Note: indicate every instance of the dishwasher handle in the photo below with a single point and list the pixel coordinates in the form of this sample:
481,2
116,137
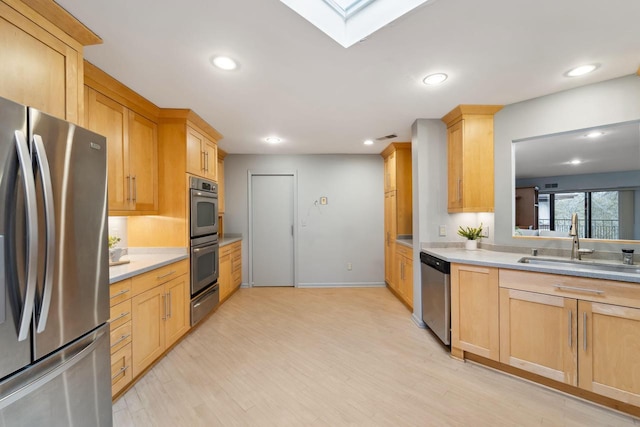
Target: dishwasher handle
436,263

+++

▶ **Problem to solve**
Copy every entry exactly; drop the pictures.

▶ **Task result**
Note: indicate every instance of the dishwasher handle in the photo below with a single point and list the pixel coordinates in the form of this sample:
481,2
116,137
Target: dishwasher handle
436,263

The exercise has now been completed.